• _Directive_: Only the lines starting at the one that contains "Check that each instance of the shoulder" and running to the end should be repeated, exactly as written.
------------------------------------
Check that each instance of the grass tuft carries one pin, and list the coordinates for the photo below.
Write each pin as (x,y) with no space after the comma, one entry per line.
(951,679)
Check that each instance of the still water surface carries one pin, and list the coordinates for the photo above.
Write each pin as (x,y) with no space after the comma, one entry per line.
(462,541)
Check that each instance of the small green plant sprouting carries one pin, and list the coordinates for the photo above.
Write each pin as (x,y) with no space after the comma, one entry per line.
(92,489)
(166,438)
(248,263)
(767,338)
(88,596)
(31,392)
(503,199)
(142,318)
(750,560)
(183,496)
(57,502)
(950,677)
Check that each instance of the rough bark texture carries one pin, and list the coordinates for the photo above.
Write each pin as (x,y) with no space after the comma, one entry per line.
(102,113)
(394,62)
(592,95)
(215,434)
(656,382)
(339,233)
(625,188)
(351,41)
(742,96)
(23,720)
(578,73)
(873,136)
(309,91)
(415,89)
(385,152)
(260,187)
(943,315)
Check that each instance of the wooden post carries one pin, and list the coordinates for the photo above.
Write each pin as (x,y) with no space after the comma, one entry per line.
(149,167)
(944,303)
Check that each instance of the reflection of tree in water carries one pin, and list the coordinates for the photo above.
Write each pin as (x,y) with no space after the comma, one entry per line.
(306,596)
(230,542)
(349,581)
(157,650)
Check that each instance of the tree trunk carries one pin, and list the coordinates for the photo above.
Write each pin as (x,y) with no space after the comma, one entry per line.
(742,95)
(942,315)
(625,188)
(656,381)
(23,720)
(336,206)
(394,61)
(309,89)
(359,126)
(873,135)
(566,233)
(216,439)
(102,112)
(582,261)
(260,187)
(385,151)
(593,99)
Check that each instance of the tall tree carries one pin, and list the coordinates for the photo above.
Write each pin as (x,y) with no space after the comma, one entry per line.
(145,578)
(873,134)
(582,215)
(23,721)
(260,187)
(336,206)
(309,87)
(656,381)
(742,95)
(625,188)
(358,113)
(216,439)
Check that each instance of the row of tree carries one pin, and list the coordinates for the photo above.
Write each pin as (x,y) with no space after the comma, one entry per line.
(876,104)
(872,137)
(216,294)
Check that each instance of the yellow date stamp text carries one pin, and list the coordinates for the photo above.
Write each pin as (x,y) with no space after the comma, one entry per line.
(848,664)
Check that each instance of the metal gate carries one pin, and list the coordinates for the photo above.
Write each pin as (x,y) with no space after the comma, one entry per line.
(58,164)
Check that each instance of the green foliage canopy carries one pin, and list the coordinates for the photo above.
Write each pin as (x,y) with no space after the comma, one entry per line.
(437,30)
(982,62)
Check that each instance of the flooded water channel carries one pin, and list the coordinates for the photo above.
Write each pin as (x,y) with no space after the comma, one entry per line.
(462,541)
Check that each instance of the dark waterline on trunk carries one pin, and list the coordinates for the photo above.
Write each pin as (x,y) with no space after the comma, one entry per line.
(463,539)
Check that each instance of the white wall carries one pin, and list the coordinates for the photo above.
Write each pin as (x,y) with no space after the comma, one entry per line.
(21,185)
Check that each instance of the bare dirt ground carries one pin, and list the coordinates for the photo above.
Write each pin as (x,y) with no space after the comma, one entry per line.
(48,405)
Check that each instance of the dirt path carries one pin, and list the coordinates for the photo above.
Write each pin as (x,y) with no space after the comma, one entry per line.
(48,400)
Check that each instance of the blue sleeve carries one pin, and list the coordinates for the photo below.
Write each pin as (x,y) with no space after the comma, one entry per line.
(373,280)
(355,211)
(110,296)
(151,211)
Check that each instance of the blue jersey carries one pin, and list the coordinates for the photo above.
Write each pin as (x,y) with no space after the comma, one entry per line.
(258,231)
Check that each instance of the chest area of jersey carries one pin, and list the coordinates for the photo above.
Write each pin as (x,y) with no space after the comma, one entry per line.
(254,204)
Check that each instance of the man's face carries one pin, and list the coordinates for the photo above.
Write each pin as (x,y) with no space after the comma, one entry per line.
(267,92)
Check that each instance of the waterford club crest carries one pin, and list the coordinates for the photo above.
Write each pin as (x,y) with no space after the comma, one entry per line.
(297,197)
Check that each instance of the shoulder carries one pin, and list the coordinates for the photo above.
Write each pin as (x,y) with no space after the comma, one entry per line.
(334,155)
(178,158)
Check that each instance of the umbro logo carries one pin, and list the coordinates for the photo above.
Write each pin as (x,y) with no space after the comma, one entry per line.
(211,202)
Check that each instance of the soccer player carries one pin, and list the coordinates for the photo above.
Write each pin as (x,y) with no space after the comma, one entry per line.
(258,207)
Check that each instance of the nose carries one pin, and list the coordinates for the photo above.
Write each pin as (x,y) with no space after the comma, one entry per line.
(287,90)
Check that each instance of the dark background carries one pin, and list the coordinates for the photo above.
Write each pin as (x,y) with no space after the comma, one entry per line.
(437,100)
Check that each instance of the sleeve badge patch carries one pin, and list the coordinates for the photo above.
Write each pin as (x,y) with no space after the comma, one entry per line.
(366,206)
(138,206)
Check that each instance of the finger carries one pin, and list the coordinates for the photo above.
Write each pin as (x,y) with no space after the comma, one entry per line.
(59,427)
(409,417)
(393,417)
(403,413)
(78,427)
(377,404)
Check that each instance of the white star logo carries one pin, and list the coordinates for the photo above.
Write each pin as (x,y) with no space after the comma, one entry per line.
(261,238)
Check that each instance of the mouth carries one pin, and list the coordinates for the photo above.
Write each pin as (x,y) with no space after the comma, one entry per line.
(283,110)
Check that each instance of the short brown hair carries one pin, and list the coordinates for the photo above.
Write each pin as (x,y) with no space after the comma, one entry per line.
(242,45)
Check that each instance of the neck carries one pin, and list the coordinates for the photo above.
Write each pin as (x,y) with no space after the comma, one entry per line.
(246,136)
------------------------------------
• _Full output_:
Check that each instance of the shoulder carries one pin, and list the coordinates for the photo above.
Write each pin as (x,y) with no space after the comma, one entry per line.
(334,155)
(178,158)
Check that each instance of the umbro logo carries one pin, and list the coordinates for the photo above.
Write each pin as (x,y) with no space after the comma, one entry per line.
(211,202)
Check that each instance of the soccer player carries one pin, and list the coordinates for the photo above.
Write each pin as (x,y) with no space after the comma, one entry per line.
(258,207)
Check that each instance of the nose carries one pin, and list the coordinates for the photo above.
Write each pin as (x,y) with no space after the comma, one entry per line.
(287,90)
Check that each instance of the dark background carries one pin, and list the coordinates for the photo above.
Write each pin as (x,y) with no space after the comma, one entry per line.
(437,100)
Check that each instance of the sleeve badge patch carries one pin, and list the coordinates for the photo above.
Write each pin as (x,y) with no space after the comma, one entry per line.
(366,206)
(138,206)
Check that each instance of the finger carries one pin, and list the coordinates for the photo above.
Write each pin as (x,y) with no space after the comma, one entry per line.
(59,427)
(409,417)
(393,417)
(403,413)
(78,427)
(377,404)
Check that each instance of the white star logo carries one pin, and list the coordinates for the photo above.
Write each pin as (x,y) with no space after the comma, one entry per line.
(261,238)
Check that each instance of the mouth carries one pin, and list the coordinates for the photo above.
Write each pin as (x,y) with no space after the comma, one entry per line.
(283,110)
Check that each instance of the short brown hair carries one pin, and list the coordinates for the photo above.
Write each pin as (x,y) with no space after the comma, one entry per line.
(242,45)
Check that each instance of the neck carries one pin, and list the coordinates for the photo above.
Write each pin as (x,y) with no space after the comma, one entry per line.
(246,136)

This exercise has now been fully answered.